» EXCERPTED PASSAGE:
• • • • • • •
As a gay male friend once said to me – You and the King would be considered normal as a gay couple but becuase you’re hetrosexual you’re seen as kinky.

Strange there should be this divide but in my experience it really does exist.

Sex wise I have a high sex drive – ok look its very very high, ok look I’m a nympho. Ideally I would like to shag three times a day – this doesn’t happen, the King is lovely and buys me sex toys and will piston away at me with his arm. When this became apparent my friends were some what taken aback and thought it was an over reaction to all those celebate years.

However it did not go away. The King has a few sex drive issues of his own unfortunatly in wrong direction meaning that at first I thought there was something wrong with me.

Then I found The Girls blog and suddenly I didn’t seem so strang even if I have only slept with the King. From the Girls blog I found Bitchy Jones now this blogs about as old as mine but is far better writen (you know as in properlly spell checked).

The last few weeks I have been faced with realisations, the stack of erotic litrature I have, all the sexual parifenalia. I sort of only knew these subcultures through late night films and documentarys and * cough * Euro-Trash. I thought I wasn’t part of that world.

This was emensly arragant and stupid of me on two counts – for a start I know many people who own gimp suits, have body modes specifically for sexual reasons (and I don’t mean toungue piercings), I have helped tie people up for their girl friends and have accidently ended up in Fetish clubs (wish I’d realised that what it was whilst there). Secondly what did I actually think within myself of the fact that couldn’t get enough of freak shows and that time in Amsterdam?

At the risk of being even more arrogant I still do not think that any of these specific sub-cultures actually applies to me. But then I’m still finding out. Like the King I like variety though my idea of variety is alot more extreme than his. I don’t know how much of somehting I have to be to be that thing – to wit – I get the King to tie me up and hit me but then I want to do the same to him – I get to hit him but he can’t stand being tied up he panics and its not fair on him.
• • • • • • •
» Stored data entries:
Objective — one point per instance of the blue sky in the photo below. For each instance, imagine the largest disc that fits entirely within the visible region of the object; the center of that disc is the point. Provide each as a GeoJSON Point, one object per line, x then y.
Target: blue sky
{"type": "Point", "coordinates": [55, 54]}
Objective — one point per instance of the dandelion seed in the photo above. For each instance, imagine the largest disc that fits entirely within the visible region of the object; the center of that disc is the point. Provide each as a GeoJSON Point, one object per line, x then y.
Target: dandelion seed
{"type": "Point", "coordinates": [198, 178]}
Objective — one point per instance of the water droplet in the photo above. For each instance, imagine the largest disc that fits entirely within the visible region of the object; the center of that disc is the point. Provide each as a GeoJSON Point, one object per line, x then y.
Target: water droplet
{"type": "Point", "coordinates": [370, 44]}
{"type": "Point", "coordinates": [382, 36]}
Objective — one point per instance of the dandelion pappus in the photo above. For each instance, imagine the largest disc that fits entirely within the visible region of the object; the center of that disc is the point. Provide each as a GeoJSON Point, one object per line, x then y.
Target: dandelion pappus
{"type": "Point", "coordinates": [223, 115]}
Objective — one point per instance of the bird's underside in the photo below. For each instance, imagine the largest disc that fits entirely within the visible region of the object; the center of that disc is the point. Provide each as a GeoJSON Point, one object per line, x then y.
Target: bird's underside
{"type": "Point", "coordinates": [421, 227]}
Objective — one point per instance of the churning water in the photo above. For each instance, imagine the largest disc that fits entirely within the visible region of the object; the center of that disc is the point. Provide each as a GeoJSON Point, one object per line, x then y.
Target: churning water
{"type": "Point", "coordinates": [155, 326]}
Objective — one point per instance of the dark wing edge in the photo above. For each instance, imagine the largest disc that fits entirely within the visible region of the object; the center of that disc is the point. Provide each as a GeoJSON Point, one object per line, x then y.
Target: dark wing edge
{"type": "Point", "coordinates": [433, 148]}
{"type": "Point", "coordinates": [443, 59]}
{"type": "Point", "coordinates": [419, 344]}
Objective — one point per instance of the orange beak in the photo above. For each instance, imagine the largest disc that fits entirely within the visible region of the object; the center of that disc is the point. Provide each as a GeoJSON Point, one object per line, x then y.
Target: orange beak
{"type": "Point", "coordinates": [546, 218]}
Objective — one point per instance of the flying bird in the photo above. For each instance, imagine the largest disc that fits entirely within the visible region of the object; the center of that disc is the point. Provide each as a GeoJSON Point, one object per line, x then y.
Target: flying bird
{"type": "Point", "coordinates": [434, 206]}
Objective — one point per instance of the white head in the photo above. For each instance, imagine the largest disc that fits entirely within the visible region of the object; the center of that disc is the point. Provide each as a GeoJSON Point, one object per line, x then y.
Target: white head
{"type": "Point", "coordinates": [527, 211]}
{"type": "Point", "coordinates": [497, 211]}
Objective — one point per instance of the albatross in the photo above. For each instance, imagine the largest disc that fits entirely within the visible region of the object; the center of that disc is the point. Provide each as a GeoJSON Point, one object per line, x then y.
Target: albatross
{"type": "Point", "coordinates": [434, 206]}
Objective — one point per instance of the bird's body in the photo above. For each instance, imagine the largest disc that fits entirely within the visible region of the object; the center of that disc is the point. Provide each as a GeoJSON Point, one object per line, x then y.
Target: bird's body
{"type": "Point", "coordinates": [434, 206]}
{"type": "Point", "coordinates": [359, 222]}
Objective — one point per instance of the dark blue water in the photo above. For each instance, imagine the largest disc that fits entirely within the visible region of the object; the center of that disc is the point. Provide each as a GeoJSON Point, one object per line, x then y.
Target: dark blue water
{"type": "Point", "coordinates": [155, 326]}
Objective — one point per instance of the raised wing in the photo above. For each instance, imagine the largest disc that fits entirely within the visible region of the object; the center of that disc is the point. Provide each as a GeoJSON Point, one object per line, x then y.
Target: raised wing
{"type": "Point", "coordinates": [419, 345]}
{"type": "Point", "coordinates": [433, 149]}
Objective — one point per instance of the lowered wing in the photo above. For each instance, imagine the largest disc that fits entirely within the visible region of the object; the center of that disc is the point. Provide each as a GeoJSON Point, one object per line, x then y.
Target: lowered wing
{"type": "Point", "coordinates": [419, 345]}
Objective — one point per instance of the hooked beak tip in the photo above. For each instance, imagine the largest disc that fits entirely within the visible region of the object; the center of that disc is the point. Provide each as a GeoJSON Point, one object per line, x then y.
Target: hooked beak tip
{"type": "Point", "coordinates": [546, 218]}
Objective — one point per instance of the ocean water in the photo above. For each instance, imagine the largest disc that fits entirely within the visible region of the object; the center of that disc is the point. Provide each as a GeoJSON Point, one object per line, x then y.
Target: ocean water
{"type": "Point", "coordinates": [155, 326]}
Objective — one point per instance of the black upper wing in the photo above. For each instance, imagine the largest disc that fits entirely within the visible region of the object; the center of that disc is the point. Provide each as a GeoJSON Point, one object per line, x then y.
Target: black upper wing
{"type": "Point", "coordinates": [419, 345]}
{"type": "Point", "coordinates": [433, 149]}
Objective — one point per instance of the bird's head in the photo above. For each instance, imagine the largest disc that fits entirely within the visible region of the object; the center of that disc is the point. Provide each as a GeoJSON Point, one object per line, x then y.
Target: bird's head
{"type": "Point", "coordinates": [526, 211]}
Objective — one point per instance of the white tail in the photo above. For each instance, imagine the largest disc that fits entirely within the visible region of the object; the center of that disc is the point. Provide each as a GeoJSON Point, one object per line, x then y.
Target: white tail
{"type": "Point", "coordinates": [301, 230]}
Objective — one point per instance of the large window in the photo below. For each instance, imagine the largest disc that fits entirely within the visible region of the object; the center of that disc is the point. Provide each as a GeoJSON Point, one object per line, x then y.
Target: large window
• • • • • • •
» WHAT YOU WILL DO:
**a.** Write out the blog post between "Strange there should" and "those celebate years.", inclusive.
**b.** In the blog post, which blog led the writer to find Bitchy Jones?
**c.** Carry on the blog post from its final sentence.
This material was taken from a separate source.

» ANSWERS BY ITEM NUMBER:
**a.**
Strange there should be this divide but in my experience it really does exist.

Sex wise I have a high sex drive – ok look its very very high, ok look I’m a nympho. Ideally I would like to shag three times a day – this doesn’t happen, the King is lovely and buys me sex toys and will piston away at me with his arm. When this became apparent my friends were some what taken aback and thought it was an over reaction to all those celebate years.

**b.** The Girls blog.

**c.**
I don’t really get what I’m feeling or why I am a deviant – I am no where near as extreme as a lot of my friends and the whole process of thinking this stuff through is strange and unuasual for me. I am trying not to be ashamed of yet another aspect of my life but I am going though the realisation that a) my sexual appetite is not normal and b) that it is normal – a contradiction I know.

I am also in a bit of a tizz wozz as my Talking Therapist wants to discuess sexuality with me – I had a nose bleed rather than go to the session :(

the expression of my sexuality has only really come about due to the Kings kindness and understanding. Before I met him I could not face the fact I was bi-sexual let alone the other numerous sexual diviations I encompass in my being.

Now this all seems rather silly and nieve but I was brought up rather religouslly, though one perant was agnostic, as a result anything like this give me emense amounts of guilt and I can’t shake that. Add into this the treatment I recieved as a child from the Tormentor and the Gremlin and I’m not sure I want to look at where my kinks come from.

Something strange has happen though with my Self Harm – the discovery that it is acceptable in some of these sexual cultures and is seen as an erotic thing – has for the time being stopped me from my dially cutting. Why? Will it last?

I think part of the reason is that now when I get stressed about things and need to self harm I end up thinknig of it as an erotic thing and get horney and go off and masturbate instead.

However, this will probably be short lived as solutions of self harm always are.

This blog was about discovering the darker side of me, the un socially acceptable bit the over sexed part of me – its just happing a bit quicker than I can process. My mind is a jumble, I find myself texting select friends and asking to thrash them – to my suprise i have thus far been informed that they have their own equipement and when am I coming round?

I do have concerns about the direction I am going in here but that is something for another post.